Top of DATA SUPPLIED

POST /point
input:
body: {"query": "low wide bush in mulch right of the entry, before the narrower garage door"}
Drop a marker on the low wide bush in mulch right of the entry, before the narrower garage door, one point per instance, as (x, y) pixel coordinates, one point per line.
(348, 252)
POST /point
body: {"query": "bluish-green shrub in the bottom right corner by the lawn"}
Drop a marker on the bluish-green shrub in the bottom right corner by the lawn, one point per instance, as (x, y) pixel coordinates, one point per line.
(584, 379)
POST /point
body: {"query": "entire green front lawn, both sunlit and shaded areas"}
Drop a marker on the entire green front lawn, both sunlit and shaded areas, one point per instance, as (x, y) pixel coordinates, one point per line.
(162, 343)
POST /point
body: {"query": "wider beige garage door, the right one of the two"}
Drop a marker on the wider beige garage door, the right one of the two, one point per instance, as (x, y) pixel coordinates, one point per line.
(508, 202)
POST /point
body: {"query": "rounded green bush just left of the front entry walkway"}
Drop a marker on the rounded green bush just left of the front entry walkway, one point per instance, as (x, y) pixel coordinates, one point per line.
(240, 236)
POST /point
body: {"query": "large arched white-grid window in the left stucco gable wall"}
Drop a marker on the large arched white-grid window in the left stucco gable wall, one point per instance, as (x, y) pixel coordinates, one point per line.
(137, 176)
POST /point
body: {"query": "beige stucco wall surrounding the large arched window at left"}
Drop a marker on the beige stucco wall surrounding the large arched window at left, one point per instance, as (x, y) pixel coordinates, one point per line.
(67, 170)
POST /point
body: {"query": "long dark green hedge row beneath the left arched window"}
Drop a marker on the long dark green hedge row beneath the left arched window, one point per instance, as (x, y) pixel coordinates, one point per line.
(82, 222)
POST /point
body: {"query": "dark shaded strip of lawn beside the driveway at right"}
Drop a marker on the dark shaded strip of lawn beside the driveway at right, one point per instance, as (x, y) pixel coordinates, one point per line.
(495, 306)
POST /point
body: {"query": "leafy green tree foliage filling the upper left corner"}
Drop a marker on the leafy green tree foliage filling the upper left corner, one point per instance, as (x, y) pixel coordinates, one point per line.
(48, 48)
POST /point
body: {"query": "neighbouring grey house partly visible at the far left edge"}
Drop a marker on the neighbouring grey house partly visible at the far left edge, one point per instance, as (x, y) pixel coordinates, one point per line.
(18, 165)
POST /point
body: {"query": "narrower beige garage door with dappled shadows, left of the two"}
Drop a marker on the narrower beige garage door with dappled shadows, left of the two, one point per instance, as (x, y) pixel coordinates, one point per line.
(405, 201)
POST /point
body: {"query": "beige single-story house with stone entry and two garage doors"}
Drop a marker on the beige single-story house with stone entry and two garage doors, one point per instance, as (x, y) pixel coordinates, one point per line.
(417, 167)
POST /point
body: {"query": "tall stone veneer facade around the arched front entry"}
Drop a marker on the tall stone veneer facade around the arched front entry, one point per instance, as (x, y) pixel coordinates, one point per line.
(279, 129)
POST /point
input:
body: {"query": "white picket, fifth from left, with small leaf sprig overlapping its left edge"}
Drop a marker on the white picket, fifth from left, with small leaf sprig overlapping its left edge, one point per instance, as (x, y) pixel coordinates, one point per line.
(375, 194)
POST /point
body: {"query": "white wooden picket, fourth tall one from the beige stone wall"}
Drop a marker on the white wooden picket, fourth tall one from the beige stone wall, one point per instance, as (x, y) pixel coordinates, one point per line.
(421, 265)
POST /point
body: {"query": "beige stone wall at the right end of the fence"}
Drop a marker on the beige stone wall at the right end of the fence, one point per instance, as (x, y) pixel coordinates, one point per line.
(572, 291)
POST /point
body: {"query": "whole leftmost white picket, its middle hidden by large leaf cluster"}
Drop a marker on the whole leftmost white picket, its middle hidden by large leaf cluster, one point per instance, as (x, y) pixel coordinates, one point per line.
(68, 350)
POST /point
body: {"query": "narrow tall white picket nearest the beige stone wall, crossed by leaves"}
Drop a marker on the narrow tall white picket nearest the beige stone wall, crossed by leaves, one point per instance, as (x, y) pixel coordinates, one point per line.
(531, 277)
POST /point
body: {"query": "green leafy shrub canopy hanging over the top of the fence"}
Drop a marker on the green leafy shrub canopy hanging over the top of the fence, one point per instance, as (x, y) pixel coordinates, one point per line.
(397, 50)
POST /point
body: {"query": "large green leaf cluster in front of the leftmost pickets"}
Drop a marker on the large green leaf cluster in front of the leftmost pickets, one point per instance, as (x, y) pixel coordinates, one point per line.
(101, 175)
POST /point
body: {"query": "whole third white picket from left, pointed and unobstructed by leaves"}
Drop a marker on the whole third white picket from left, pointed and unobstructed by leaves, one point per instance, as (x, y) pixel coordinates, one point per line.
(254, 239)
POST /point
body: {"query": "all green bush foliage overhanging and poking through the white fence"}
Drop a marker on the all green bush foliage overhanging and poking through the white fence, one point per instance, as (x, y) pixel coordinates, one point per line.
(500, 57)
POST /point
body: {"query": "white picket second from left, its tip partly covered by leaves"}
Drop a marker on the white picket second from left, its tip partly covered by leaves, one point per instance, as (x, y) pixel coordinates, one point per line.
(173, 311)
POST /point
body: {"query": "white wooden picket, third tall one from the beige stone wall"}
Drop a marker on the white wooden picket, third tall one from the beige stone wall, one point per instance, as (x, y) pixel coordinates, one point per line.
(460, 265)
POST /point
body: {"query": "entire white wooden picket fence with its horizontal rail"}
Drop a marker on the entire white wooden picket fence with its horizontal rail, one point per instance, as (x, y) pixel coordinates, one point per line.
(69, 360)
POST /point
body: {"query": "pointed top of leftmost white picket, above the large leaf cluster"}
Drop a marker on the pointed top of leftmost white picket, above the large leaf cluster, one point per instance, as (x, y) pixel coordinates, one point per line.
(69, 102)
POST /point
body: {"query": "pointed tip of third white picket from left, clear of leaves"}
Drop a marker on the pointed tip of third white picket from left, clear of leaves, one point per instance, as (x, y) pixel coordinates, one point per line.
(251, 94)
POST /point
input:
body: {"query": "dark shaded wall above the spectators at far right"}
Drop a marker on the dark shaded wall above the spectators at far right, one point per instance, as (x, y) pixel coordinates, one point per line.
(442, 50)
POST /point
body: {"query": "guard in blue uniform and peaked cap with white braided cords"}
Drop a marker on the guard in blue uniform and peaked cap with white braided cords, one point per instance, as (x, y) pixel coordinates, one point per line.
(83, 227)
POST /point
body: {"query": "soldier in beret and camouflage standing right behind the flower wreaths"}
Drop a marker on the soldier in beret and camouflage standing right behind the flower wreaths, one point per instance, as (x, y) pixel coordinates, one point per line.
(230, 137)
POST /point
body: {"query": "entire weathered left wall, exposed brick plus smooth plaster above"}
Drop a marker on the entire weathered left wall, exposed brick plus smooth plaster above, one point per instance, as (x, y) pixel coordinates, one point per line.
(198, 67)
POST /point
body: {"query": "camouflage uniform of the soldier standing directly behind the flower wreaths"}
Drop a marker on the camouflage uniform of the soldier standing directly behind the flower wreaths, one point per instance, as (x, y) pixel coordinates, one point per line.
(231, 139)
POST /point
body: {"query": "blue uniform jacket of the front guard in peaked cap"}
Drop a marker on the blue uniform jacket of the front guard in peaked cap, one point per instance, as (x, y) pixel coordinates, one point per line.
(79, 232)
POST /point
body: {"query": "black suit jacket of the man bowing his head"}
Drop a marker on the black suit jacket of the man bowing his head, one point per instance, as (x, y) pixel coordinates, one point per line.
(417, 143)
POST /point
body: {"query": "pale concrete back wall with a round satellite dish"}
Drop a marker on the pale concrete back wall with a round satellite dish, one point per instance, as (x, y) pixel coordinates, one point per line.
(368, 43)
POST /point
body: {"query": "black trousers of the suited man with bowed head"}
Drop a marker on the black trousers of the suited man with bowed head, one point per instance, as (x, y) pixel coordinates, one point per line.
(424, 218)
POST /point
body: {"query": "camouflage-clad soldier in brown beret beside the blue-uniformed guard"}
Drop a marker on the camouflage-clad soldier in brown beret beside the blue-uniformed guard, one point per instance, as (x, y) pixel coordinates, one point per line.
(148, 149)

Bottom of DATA SUPPLIED
Top of DATA SUPPLIED

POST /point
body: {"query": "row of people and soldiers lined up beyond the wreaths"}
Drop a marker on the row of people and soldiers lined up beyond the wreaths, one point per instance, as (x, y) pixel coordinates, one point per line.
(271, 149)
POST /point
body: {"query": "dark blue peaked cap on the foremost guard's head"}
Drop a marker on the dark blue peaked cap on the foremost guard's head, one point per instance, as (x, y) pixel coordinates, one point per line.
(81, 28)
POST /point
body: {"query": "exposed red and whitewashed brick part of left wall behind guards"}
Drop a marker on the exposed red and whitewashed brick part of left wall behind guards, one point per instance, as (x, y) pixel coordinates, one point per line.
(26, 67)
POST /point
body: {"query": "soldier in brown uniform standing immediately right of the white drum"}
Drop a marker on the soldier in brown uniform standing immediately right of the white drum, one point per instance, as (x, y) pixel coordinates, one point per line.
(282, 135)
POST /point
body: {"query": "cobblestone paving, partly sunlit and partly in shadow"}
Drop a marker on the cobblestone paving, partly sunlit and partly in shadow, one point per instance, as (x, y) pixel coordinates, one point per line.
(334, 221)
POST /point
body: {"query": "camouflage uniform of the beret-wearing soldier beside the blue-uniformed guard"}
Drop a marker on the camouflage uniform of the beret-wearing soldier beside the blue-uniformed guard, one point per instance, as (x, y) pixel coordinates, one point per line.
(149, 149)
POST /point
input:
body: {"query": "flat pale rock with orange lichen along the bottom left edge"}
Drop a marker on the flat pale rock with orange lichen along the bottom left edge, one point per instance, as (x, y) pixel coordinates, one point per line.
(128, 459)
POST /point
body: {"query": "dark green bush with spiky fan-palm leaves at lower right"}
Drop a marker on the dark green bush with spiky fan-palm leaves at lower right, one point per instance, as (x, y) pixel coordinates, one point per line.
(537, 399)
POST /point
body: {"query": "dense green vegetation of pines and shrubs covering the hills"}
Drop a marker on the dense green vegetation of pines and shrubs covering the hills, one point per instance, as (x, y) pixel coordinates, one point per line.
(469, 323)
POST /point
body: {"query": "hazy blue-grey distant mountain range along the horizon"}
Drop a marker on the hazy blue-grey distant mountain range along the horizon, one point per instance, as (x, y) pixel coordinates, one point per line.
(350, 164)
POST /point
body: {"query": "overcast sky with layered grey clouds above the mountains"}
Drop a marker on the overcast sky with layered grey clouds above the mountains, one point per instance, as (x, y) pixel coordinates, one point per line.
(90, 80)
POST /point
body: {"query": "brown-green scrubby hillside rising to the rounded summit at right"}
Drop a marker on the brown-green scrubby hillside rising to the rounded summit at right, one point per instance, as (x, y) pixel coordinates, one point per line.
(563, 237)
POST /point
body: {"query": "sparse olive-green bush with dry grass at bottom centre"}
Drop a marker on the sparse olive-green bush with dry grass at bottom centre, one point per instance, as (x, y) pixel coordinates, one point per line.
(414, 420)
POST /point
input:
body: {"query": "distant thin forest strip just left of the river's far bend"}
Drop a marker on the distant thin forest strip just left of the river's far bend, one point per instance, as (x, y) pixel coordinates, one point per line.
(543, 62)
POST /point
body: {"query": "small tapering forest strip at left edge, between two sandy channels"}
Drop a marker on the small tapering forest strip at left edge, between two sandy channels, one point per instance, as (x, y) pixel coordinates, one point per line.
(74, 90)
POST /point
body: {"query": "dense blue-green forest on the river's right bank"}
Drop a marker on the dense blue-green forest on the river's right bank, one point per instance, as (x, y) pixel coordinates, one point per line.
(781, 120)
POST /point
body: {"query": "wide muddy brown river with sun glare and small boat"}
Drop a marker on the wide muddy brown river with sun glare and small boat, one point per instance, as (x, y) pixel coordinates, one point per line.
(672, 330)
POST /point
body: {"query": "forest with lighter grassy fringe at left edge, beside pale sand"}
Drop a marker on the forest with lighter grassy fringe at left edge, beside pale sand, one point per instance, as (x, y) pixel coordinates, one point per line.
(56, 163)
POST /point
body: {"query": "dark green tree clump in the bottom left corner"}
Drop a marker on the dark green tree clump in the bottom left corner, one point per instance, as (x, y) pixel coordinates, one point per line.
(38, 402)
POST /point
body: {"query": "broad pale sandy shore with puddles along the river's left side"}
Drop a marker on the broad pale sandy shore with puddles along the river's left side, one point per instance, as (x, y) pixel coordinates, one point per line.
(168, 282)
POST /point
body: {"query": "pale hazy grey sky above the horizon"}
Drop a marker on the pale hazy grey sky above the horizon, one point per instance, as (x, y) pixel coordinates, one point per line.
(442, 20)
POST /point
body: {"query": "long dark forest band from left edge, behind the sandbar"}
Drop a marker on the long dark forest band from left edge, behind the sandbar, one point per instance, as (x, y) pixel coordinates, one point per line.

Bottom of DATA SUPPLIED

_WHAT YOU NEED TO DO_. Go through the lines above. Select every one that has the string "sandbar".

_RESULT OF THE EXERCISE_.
body: {"query": "long dark forest band from left edge, behind the sandbar"}
Drop a marker on the long dark forest band from left edge, behind the sandbar, one point per instance, as (x, y) pixel coordinates, one point per line.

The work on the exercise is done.